── STORED ROWS ──

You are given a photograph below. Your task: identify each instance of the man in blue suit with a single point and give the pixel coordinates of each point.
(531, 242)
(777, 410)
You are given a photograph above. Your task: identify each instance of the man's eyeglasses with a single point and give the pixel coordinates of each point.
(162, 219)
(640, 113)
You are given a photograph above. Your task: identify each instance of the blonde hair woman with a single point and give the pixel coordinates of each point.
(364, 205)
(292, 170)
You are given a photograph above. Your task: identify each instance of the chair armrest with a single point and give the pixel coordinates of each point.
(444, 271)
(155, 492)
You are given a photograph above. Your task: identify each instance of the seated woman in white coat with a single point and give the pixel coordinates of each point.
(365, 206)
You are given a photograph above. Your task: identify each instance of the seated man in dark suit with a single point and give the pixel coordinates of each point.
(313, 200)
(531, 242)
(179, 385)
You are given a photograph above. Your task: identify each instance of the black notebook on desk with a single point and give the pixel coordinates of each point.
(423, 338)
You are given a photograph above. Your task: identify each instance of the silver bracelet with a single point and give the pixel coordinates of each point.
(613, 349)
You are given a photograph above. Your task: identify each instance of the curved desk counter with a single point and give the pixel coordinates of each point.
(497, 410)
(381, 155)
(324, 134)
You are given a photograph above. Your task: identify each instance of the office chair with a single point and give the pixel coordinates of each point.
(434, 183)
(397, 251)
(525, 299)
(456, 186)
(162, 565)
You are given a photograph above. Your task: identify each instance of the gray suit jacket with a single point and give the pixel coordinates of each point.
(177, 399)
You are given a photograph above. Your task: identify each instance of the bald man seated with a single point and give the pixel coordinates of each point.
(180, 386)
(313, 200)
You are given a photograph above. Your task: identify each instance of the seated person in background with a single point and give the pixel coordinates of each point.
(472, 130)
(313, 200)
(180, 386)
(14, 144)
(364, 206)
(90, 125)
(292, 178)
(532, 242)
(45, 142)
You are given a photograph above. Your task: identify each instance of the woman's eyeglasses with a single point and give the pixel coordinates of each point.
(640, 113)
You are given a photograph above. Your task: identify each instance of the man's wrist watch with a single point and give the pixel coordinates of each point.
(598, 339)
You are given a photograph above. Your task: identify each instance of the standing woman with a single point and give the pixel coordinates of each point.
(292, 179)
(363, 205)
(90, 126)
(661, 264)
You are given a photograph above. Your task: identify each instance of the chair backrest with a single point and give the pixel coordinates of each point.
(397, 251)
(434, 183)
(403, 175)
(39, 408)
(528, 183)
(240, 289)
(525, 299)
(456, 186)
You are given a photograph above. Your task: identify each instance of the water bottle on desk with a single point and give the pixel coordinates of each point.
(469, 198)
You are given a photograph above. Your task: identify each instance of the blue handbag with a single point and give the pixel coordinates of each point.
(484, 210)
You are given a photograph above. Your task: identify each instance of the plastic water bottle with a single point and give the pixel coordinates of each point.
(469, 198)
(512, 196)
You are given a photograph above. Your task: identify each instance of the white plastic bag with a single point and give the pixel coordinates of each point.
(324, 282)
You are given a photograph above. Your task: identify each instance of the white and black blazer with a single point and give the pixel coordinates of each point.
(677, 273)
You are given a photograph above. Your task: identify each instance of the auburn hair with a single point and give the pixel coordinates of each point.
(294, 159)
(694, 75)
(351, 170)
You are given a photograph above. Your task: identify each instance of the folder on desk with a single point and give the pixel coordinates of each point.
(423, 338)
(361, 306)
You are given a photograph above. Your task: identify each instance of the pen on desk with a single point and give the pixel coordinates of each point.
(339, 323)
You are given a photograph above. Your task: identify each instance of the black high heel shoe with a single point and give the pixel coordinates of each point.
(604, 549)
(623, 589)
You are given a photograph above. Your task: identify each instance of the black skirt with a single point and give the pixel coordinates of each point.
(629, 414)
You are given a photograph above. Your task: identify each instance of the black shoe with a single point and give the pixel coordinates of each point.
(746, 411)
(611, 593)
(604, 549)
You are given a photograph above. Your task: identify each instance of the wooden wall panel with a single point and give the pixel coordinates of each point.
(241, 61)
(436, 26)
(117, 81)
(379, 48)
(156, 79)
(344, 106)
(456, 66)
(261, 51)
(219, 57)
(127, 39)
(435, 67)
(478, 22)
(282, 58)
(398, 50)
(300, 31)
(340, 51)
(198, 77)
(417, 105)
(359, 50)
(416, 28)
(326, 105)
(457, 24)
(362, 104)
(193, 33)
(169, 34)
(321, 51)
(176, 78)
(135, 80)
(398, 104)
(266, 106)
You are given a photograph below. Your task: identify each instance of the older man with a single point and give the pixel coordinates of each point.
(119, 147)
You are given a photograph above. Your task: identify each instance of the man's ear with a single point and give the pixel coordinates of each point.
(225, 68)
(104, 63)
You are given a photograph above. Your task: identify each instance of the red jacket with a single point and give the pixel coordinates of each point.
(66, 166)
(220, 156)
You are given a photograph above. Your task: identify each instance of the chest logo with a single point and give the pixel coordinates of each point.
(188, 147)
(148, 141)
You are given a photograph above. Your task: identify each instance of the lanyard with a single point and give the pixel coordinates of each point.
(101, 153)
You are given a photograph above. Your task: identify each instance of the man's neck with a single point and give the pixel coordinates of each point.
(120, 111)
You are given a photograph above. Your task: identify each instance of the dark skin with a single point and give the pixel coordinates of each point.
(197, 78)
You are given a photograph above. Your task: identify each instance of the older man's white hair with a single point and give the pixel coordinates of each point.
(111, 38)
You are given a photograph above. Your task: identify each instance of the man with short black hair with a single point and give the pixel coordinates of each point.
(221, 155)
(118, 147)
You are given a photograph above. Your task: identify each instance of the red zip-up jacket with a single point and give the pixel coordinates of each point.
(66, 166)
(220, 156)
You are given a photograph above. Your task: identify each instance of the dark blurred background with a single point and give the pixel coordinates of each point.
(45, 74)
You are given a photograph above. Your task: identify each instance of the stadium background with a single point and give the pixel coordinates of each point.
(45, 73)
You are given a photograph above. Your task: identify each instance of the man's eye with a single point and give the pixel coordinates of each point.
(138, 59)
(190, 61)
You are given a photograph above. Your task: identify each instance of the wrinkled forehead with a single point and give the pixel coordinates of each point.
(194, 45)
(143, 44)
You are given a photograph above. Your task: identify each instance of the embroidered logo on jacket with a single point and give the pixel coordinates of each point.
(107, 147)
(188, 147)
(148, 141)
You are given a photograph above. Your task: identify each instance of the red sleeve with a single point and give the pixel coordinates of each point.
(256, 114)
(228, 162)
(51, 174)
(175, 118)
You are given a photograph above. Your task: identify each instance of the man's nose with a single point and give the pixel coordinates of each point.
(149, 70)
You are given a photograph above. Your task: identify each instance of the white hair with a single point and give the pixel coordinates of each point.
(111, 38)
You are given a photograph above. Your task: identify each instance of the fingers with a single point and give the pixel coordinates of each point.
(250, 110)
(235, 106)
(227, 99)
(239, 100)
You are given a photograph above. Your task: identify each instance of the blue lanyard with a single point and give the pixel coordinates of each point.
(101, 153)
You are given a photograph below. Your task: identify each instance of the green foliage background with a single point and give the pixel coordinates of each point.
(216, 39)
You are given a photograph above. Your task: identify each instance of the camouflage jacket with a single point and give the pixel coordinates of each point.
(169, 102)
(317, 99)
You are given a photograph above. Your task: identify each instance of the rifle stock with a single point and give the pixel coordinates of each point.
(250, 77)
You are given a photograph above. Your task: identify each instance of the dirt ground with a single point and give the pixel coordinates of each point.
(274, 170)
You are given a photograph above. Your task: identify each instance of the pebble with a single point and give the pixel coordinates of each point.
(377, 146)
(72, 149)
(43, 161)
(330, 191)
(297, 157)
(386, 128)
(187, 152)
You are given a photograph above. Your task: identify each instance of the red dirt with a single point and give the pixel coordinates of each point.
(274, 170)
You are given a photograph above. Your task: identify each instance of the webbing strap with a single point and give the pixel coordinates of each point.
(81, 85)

───

- INSTRUCTIONS TO FOLLOW
Rescale the data from the line containing "of the green" through the end, giving every line again with the requests included. Multiply each coordinate in the answers by 1.65 and round it to a whole number, with halves rounded up.

- TASK OUTPUT
You are given a photograph below. Your task: identify each instance of the green foliage background with a single point and give the pixel coordinates of each point.
(356, 64)
You are given a photograph above. Your task: identify each instance of the camouflage jacket with a single point and give the pixel coordinates of each point.
(279, 168)
(523, 163)
You are given a photograph above. Your task: identify each instance of the rifle stock with a single point and give the pixel coordinates of each point.
(413, 127)
You are given a photograph above. Your task: identify each instance of the dirt ground with a single point and give the pixel coordinates of each point.
(452, 281)
You are given a photograph above. Your task: identify each instance of the pebble with a single point and give the pixel coordinates of each point.
(622, 241)
(119, 246)
(71, 266)
(545, 315)
(490, 259)
(637, 211)
(309, 251)
You are given a photograph above. Your task: identify each instance of the red dirt with a single point and give the pixel coordinates of each point.
(452, 281)
You are given a photograph above. Your task: identify each instance of the webbing strap with a single point and give the pixel coordinates of each point.
(134, 140)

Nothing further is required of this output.